* What the task requires:
Reproduce the material below verbatim, with every line unchanged.

##### Provided entries #####

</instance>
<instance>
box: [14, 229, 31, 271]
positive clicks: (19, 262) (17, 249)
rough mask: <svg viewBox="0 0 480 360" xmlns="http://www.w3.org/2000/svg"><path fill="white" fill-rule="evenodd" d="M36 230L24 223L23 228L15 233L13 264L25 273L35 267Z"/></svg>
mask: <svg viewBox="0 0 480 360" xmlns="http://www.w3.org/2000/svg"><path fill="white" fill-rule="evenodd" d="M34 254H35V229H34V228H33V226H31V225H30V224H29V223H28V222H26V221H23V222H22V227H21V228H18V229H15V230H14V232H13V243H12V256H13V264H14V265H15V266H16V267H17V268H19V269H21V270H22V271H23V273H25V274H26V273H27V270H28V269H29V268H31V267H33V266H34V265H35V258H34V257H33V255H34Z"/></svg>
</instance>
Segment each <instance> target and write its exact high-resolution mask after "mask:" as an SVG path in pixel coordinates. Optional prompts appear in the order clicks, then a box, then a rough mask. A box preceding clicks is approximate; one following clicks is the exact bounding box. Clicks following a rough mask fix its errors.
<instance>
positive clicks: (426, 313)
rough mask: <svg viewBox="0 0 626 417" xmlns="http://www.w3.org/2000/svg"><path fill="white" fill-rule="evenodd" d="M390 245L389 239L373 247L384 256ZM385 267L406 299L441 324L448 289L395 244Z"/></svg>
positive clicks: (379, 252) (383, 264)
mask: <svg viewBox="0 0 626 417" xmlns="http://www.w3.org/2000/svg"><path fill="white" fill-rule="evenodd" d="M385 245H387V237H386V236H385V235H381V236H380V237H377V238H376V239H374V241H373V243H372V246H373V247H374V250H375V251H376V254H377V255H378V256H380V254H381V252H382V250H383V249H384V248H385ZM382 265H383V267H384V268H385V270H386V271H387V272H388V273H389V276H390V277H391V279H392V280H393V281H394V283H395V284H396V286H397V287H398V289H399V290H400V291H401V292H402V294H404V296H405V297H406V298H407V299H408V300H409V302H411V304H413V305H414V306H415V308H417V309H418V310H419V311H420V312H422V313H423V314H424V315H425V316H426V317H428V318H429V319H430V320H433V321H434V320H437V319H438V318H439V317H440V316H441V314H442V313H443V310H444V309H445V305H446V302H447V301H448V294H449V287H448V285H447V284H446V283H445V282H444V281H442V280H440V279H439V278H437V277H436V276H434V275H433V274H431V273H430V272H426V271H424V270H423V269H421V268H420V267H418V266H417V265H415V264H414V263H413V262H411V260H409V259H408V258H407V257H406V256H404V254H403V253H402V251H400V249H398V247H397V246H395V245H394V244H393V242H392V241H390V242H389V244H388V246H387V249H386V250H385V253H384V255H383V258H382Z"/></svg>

#####

* Output:
</instance>
<instance>
box: [14, 229, 31, 271]
positive clicks: (19, 262) (17, 249)
rough mask: <svg viewBox="0 0 480 360" xmlns="http://www.w3.org/2000/svg"><path fill="white" fill-rule="evenodd" d="M36 230L24 223L23 228L15 233L13 264L25 273L35 267Z"/></svg>
mask: <svg viewBox="0 0 480 360" xmlns="http://www.w3.org/2000/svg"><path fill="white" fill-rule="evenodd" d="M34 254H35V229H34V228H33V226H31V225H30V224H29V223H28V222H26V221H23V222H22V227H21V228H18V229H15V230H14V232H13V243H12V256H13V264H14V265H15V266H16V267H17V268H19V269H21V270H22V271H23V273H25V274H26V273H27V270H28V269H29V268H31V267H33V266H34V265H35V258H34V257H33V255H34Z"/></svg>
</instance>
Segment each <instance> target and write its exact high-resolution mask after "mask:" as an SVG path in pixel coordinates. Optional prompts appear in the order clicks, then a box, then a rough mask. A box preceding clicks is approximate; one following clicks is the exact bounding box. Clicks following a rough mask fix its errors.
<instance>
positive clicks: (426, 313)
rough mask: <svg viewBox="0 0 626 417" xmlns="http://www.w3.org/2000/svg"><path fill="white" fill-rule="evenodd" d="M390 245L389 239L373 247L384 256ZM385 267L406 299L441 324L448 289L395 244Z"/></svg>
positive clicks: (379, 252) (383, 264)
mask: <svg viewBox="0 0 626 417" xmlns="http://www.w3.org/2000/svg"><path fill="white" fill-rule="evenodd" d="M385 245H387V237H386V236H385V235H381V236H380V237H377V238H376V239H374V241H373V243H372V246H373V247H374V250H375V251H376V254H377V255H378V256H380V254H381V252H382V250H383V249H384V248H385ZM382 265H383V267H384V268H385V270H386V271H387V272H388V273H389V276H390V277H391V279H392V280H393V281H394V283H395V284H396V286H397V287H398V289H399V290H400V291H401V292H402V294H404V296H405V297H406V298H407V299H408V300H409V302H411V304H413V305H414V306H415V308H417V309H418V310H419V311H420V312H422V313H423V314H424V315H425V316H426V317H428V318H429V319H430V320H433V321H434V320H437V319H438V318H439V317H440V316H441V314H442V313H443V310H444V309H445V305H446V302H447V301H448V294H449V287H448V285H447V284H446V283H445V282H444V281H442V280H440V279H439V278H437V277H436V276H434V275H433V274H431V273H430V272H426V271H424V270H423V269H421V268H420V267H418V266H417V265H415V264H414V263H413V262H411V260H409V259H408V258H407V257H406V256H404V254H403V253H402V251H400V249H398V247H397V246H395V245H394V244H393V242H392V241H390V242H389V244H388V246H387V249H386V250H385V253H384V255H383V258H382Z"/></svg>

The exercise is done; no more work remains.